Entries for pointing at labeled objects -
— Begin —

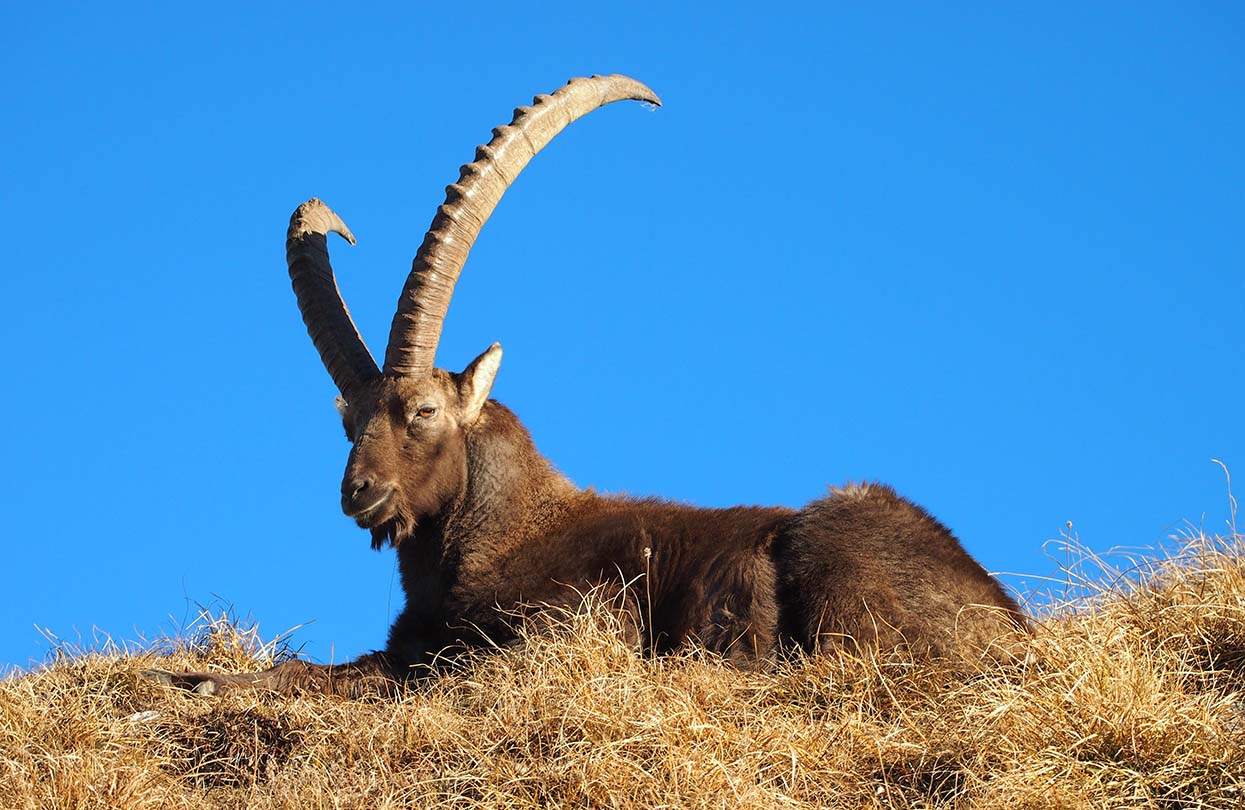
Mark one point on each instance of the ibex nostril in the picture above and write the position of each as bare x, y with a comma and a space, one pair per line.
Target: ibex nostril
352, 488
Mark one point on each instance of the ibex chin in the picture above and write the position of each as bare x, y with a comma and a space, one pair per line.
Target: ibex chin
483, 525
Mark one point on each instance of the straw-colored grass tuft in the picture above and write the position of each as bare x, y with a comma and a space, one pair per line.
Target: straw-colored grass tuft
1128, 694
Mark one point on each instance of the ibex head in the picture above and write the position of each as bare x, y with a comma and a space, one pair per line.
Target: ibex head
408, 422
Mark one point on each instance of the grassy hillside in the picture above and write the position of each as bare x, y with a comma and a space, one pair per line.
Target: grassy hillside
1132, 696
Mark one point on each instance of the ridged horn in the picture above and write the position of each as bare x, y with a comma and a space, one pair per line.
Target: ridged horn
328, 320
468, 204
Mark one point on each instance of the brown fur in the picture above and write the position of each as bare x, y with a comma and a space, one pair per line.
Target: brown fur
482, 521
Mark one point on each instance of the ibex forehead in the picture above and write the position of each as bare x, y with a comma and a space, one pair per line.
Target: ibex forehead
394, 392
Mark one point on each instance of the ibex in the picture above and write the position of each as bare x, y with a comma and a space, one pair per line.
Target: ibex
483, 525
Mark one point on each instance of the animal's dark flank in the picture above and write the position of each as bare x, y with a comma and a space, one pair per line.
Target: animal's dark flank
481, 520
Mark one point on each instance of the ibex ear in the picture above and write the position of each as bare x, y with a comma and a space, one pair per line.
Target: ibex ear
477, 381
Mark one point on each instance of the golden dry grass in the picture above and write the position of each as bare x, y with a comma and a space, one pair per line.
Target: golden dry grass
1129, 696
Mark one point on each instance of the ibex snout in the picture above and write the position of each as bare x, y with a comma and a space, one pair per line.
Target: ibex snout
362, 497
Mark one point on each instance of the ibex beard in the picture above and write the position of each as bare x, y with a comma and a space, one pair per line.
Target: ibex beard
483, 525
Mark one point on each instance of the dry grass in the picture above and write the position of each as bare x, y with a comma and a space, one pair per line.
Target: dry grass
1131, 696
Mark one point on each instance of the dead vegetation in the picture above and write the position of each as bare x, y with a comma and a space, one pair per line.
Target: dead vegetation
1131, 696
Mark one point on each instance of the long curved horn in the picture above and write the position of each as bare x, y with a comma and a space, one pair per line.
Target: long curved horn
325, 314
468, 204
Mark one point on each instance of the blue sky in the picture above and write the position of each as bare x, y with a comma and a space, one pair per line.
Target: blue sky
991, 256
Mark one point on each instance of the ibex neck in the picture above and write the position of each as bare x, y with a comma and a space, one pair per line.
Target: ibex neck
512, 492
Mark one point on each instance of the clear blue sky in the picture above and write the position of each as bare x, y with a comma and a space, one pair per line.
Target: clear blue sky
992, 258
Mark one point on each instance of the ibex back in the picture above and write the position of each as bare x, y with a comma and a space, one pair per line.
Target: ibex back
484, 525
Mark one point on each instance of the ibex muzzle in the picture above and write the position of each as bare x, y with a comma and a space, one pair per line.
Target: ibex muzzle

— End —

WRITTEN EXERCISE -
Rewrite every line of the material as a numbered list, skipping blank lines and omitting the pictures.

THE SOLUTION -
1. Mark one point on each instance of the ibex nostril in the picture above and write the position of each as bare x, y with a comma and a space, one pair per line.
2. Target: ibex nostril
3. 352, 488
4. Mark one point on each instance of the ibex chin in the picture above and write the position of each as bare x, y with a comma and a space, one pair per line.
5. Target: ibex chin
6. 483, 525
7. Mark one point on each instance of the straw-colored grass tuft in the picture above and write the position of each as bare x, y with a comma and a space, one pair per line.
8. Target: straw-colored grass tuft
9. 1128, 694
10. Mark one point on each instance of the ibex head in the picture above and write the position of each as bare x, y with a comma and a space, one pair per line.
11. Target: ibex head
12. 408, 422
13. Mark one point on each instance of the grassy hillside in the picture above and write the position of each as bare x, y with a comma and a space, one pair per line.
14. Target: grassy hillside
15. 1132, 696
16. Mark one point on each instance of the ridged horn in the picture above and write the position of each as bare x, y with a comma and a space, one pair per line.
17. Target: ridged horn
18. 328, 320
19. 468, 204
20. Mark one point on each instance of the brown fur in the picture above and write the position of each as bare x, y with a comma and a space, one pair per line.
21. Target: brown fur
22. 482, 521
23. Mark one point on each instance of the ibex forehead in the picture above and write the position of each as bare x, y with a comma and a space, one pair per line.
24. Target: ibex forehead
25. 394, 392
26. Mark one point on each instance of the ibex in the picture above and write the position of each as bare x, y with a comma and a space, one pair per line.
27. Target: ibex
28. 483, 525
29. Mark one point on each instance of the animal's dark flank in the picture above and write the position of each as bare x, y with a comma and a space, one pair per line.
30. Target: animal's dark flank
31. 481, 520
32. Mark one point on each instance of the ibex ear in the picture above and write the position of each as bare x, y with a comma and a space, one pair per line.
33. Target: ibex ear
34. 477, 381
35. Mark one point on each instance of the golden dry grass in the picture above and write the position of each as bare x, y with a comma and a space, one pair per line.
36. Target: golden dry grass
37. 1129, 696
38. Mark one point on each instance of the ibex snout in the picture above and write the position of each as bare x, y with a comma and a space, one pair per line.
39. Target: ibex snout
40. 362, 497
41. Mark one point on each instance of the ibex beard in the picture above and write the position of each as bare x, y with a comma and a space, one pair per line.
42. Target: ibex beard
43. 483, 525
44. Mark one point on each instance of the dry grass in the picture above and write the position of each as bare x, y with a comma and a space, one pair per line.
45. Target: dry grass
46. 1131, 696
47. Mark one point on each instance of the dead vegetation in the picture above and write the position of each as bare x, y with a comma and a space, one pair per line.
48. Target: dead vegetation
49. 1131, 696
50. Mark one point on each instance of the long curved horn in the picture above and write the position of each as bare x, y with a comma and a space, one pair per line.
51. Target: long curved horn
52. 325, 314
53. 468, 204
54. Mark one point on each instance of the blue sky in the picture above and write the position of each as bare x, y with a comma and a space, one pair per line.
55. Target: blue sky
56. 991, 256
57. Mark one point on each instance of the ibex neck in the picture above and write the position of each as bare x, y with a comma and a space, one pair per line.
58. Target: ibex neck
59. 512, 492
60. Mark one point on each instance of the clear blue sky in the picture above and write the position of each as bare x, y with a comma and a space, one pair per line.
61. Target: clear blue sky
62. 992, 258
63. Mark one point on each instance of the ibex back in the picture above and write the position of each as bare x, y with a comma and a space, one pair per line.
64. Target: ibex back
65. 484, 525
66. Mark one point on each instance of the ibex muzzle in the picture above and write the position of each as bare x, y with a comma and a space, one pair per line.
67. Target: ibex muzzle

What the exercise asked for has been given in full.